[Start of Attachment]
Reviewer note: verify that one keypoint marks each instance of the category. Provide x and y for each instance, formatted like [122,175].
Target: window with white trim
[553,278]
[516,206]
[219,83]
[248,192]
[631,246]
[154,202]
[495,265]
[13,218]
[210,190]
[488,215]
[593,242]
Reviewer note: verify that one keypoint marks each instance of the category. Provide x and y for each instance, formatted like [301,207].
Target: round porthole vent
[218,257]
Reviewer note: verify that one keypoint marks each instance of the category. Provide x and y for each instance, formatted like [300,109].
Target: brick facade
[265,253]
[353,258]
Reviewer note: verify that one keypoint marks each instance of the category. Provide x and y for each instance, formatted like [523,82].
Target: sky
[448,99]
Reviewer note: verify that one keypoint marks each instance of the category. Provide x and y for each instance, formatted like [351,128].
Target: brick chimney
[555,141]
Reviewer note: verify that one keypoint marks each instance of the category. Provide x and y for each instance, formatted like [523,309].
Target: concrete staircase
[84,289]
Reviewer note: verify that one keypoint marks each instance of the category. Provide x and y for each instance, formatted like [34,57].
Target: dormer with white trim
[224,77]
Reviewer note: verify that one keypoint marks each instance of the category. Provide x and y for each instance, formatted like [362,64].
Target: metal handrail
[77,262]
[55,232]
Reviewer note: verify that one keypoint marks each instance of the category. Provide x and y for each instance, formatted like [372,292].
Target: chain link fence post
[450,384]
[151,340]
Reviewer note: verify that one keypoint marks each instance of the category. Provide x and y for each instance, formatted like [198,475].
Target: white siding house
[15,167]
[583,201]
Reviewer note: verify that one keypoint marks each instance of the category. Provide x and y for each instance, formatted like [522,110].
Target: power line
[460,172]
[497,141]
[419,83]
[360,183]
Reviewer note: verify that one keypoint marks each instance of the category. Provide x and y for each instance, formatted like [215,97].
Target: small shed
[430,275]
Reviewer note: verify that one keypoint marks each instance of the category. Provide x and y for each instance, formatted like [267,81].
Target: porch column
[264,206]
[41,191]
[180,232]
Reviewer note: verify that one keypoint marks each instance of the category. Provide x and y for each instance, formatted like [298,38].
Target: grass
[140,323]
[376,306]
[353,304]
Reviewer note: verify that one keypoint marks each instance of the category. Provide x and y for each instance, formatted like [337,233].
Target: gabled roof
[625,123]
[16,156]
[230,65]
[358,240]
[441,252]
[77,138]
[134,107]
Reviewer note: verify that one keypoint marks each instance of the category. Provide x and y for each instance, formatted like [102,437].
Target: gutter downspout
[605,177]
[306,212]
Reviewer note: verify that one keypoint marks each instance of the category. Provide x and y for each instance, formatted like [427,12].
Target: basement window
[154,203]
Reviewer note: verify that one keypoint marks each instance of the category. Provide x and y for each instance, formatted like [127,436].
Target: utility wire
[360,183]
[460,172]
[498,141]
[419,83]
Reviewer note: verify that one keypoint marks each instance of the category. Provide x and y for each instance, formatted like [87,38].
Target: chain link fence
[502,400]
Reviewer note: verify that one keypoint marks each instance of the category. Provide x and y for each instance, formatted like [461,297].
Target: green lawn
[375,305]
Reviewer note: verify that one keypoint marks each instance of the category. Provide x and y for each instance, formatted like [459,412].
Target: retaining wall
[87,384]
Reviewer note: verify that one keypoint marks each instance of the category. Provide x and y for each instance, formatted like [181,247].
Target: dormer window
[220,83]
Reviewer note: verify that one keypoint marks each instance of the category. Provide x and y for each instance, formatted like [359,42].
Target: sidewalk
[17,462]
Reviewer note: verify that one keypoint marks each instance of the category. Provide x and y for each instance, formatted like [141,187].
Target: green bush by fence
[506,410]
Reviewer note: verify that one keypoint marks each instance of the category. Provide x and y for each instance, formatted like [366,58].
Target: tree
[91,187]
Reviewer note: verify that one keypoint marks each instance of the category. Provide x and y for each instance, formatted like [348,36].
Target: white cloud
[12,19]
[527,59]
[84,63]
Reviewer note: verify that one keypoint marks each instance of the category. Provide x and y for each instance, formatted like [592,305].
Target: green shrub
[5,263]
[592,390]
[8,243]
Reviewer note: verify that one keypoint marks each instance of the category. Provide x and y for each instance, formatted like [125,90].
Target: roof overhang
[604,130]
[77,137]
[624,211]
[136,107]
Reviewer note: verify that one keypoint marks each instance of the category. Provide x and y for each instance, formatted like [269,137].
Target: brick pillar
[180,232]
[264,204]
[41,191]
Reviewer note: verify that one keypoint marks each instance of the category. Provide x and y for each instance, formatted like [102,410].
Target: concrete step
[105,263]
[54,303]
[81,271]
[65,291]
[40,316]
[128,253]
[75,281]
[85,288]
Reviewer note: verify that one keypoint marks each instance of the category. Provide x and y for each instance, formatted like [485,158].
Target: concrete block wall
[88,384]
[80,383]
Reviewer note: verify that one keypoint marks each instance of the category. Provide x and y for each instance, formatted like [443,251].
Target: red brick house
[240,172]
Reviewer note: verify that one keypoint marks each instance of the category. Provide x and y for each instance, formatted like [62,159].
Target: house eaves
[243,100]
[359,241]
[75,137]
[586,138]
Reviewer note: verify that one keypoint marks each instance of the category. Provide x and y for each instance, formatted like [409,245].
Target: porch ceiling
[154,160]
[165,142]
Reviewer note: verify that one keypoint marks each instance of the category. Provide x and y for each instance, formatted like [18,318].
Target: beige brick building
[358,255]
[End of Attachment]
**EXERCISE INSTRUCTIONS:** Write the entries out again exactly.

**EXERCISE SOLUTION:**
Reviewer note: verify that one keypoint marks each instance of the category. Provide x and y for each instance, formatted like [122,175].
Target: window with white trim
[553,278]
[516,206]
[219,83]
[248,192]
[631,246]
[154,202]
[495,265]
[13,218]
[210,190]
[488,215]
[593,242]
Reviewer note: verify that one keypoint marks each instance of the category. Provide x and y for each instance, formatted like [301,207].
Target: round porthole vent
[218,257]
Reviewer note: verify that one keypoint marks each instance of the category. Provide x and y for each instance, formatted like [300,109].
Target: brick facade
[265,253]
[353,258]
Reviewer note: verify that one keypoint marks each instance of the category. Provide x and y for each instance, formatted like [523,82].
Target: sky
[448,99]
Reviewer note: verify that one keypoint marks each instance of the category. Provide x and y for each instance, formatted like [351,128].
Target: brick chimney
[555,141]
Reviewer note: verify that one keypoint marks each instance of the category. Provide x and y for each instance, formatted like [523,309].
Target: concrete staircase
[84,289]
Reviewer note: verify that one keypoint marks each instance of the category. Provide x and y for each instance, formatted like [34,57].
Target: dormer with white trim
[224,77]
Reviewer note: verify that one keypoint marks each instance of the category. Provide x and y for each instance, formatted like [362,64].
Target: metal handrail
[77,262]
[55,232]
Reviewer note: verify that one keypoint marks each instance of the category. Provide x and y for each instance, formatted like [372,292].
Target: chain link fence post
[450,384]
[151,340]
Reviewer note: verify that one keypoint marks each instance of the category. Provide x and y for each instance, formatted like [198,475].
Target: white siding house
[15,167]
[583,201]
Reviewer note: verify that one keypoint marks each instance of the category. Provide x and y for each instance, formatted like [522,110].
Target: power line
[460,172]
[497,141]
[419,83]
[360,183]
Reviewer note: verify that one keypoint marks each instance of the category. Provide x and y for each instance, formatted like [215,97].
Target: small shed
[430,275]
Reviewer note: verify that one keypoint marks each instance of the category. Provide x and y for each instance, formatted like [267,81].
Target: porch column
[264,206]
[41,191]
[180,232]
Reviewer note: verify that one keypoint marks each instance of the category. Provide x and y for each instance, formatted like [298,38].
Target: grass
[140,323]
[376,306]
[353,304]
Reviewer note: verify that one keypoint marks each instance of the category. Provide x and y for each instance, formatted like [337,233].
Target: gabled roof
[625,123]
[16,156]
[230,65]
[358,240]
[441,252]
[77,138]
[134,107]
Reviewer note: verify that one keypoint marks each instance of the category. Provide x and y for each instance, formatted like [102,437].
Target: gutter downspout
[605,177]
[306,212]
Reviewer note: verify that one keypoint marks each instance of the category. Provide x and y for each instance, formatted like [427,12].
Target: basement window
[154,203]
Reviewer note: verify that one keypoint marks each instance of the category. Provide x and y for each instance, formatted like [127,436].
Target: utility wire
[360,183]
[460,172]
[498,141]
[419,83]
Reviewer note: verify that one keypoint marks each instance of the category. Provide x and y for each instance, formatted like [87,38].
Target: chain link fence
[502,400]
Reviewer note: verify that one keypoint marks each instance of the category. Provide x and y for each instance, formatted like [461,297].
Target: green lawn
[375,305]
Reviewer note: verify that one keypoint marks each instance of the category. Provide x and y for each instance, formatted like [459,412].
Target: retaining wall
[87,384]
Reviewer note: verify that one keypoint marks each instance of the category. Provide x and y for each instance, formatted like [181,247].
Target: dormer window
[220,83]
Reviewer note: verify that one keypoint marks each instance of the category. Provide x and y for each instance, formatted like [359,42].
Target: sidewalk
[17,462]
Reviewer note: verify that one keypoint marks each instance of the category. Provide x and y for each instance, formatted like [141,187].
Target: green bush by fence
[506,410]
Reviewer note: verify that one keypoint marks each instance of the category. Provide x and y for each instance, formatted like [366,58].
Target: tree
[91,187]
Reviewer note: verify that one keypoint marks each instance of the category. Provide x and y for each instance, formatted like [348,36].
Target: white cloud
[12,19]
[527,59]
[84,63]
Reviewer note: verify that one keypoint marks each instance of the category. Provide x and y for each instance, formatted like [592,305].
Target: green shrub
[5,263]
[592,390]
[8,243]
Reviewer note: verify that one keypoint marks each instance of the category. Provide x and y for each instance, formatted like [125,90].
Target: roof overhang
[604,130]
[77,137]
[624,211]
[136,107]
Reviewer note: verify that one keypoint marks each instance of the category. Provide x and y for each instance, formatted like [269,137].
Target: brick pillar
[180,232]
[264,204]
[41,191]
Reviewer note: verify that one keypoint marks each instance of the category. Provide x and y for each instance, formatted like [102,410].
Target: concrete step
[105,263]
[54,303]
[81,271]
[65,291]
[40,316]
[128,253]
[75,281]
[85,288]
Reviewer note: verify that one keypoint marks each instance of the category. Provide x and y for each instance, formatted like [485,158].
Target: concrete block wall
[88,384]
[80,383]
Reviewer note: verify that one keypoint marks each instance of the category. Provide x and y for each instance, formatted like [443,251].
Target: red brick house
[240,172]
Reviewer note: verify that one keypoint marks each instance of the category. Provide x and y for each instance, formatted like [62,159].
Target: house eaves
[243,100]
[359,241]
[75,137]
[586,138]
Reviewer note: verify that one keypoint marks each instance of the category. Provide x and y for each instance, formatted like [409,245].
Target: porch ceiling
[154,160]
[165,142]
Reviewer note: verify that one keypoint marks each instance of the category. Provide x and y for each instance, formatted like [18,318].
Target: beige brick building
[358,255]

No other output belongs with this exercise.